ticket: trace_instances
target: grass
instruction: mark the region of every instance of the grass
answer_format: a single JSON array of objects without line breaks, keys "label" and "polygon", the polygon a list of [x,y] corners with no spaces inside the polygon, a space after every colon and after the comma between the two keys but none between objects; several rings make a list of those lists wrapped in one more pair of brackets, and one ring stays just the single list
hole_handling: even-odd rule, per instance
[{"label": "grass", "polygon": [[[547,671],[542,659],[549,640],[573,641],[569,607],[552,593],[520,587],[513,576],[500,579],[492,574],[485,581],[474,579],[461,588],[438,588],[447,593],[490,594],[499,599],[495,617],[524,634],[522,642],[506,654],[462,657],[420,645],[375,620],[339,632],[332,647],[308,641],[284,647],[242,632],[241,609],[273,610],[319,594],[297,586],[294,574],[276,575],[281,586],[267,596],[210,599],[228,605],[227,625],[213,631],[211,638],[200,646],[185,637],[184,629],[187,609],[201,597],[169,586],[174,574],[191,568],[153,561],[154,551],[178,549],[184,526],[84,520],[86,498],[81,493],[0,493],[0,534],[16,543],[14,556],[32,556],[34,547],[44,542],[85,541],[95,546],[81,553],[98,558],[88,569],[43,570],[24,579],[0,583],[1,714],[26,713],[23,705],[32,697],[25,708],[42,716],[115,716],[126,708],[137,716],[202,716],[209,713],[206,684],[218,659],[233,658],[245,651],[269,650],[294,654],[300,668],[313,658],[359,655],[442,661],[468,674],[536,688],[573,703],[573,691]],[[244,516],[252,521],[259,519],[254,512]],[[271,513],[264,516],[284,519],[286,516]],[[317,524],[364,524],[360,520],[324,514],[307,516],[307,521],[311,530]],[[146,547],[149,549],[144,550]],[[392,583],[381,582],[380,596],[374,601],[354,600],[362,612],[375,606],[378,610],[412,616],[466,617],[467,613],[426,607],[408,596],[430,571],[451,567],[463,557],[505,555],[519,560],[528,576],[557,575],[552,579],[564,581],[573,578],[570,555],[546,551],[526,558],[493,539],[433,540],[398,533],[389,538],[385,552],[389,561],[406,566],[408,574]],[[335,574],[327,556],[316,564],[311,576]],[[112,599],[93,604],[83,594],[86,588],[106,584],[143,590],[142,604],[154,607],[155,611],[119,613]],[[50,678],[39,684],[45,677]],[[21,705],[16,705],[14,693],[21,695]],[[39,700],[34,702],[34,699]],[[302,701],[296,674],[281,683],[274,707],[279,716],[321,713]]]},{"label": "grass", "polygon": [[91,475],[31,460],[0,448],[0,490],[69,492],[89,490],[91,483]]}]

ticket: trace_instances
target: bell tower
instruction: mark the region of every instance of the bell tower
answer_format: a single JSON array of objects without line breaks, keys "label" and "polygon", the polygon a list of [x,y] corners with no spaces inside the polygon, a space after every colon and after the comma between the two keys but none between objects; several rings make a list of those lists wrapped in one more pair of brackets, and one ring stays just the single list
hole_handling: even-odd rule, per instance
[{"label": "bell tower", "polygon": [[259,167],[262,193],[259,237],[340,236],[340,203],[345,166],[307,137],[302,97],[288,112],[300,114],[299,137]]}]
==
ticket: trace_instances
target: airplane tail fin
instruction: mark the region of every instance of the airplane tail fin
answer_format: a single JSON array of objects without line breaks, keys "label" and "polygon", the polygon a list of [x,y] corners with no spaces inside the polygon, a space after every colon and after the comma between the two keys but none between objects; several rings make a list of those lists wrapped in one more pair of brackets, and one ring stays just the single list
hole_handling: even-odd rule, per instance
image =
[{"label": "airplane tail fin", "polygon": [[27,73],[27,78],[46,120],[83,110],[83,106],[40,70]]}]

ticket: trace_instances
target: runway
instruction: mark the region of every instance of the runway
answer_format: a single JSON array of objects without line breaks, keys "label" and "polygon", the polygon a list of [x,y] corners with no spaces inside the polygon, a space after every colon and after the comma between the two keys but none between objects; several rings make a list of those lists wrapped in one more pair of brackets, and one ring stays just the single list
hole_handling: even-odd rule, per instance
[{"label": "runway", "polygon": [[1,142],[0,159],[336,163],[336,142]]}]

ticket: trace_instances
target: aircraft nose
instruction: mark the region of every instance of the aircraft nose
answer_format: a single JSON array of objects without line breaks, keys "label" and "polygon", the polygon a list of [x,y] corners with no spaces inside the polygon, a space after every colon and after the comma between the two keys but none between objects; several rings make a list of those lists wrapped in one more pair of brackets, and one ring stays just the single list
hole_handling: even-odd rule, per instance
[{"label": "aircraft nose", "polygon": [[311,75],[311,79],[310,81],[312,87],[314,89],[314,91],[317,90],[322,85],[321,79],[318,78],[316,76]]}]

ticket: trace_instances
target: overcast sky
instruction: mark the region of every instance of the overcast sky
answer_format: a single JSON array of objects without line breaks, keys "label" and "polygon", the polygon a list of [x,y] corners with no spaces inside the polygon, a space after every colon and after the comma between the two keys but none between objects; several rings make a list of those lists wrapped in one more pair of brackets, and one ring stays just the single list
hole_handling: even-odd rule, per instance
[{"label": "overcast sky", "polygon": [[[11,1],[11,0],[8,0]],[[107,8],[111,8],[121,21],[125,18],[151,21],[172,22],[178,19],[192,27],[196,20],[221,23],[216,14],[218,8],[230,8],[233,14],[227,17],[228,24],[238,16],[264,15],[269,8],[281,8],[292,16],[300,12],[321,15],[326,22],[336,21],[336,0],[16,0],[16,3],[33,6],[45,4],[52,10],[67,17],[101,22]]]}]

### EXERCISE DETAILS
List every line of the material that contains the string "bell", copying each line in full.

### WRITTEN SOLUTION
target: bell tower
instruction: mark the region of every instance of the bell tower
[{"label": "bell tower", "polygon": [[259,167],[262,193],[259,237],[340,236],[340,203],[345,166],[307,137],[302,97],[288,112],[300,114],[299,137]]}]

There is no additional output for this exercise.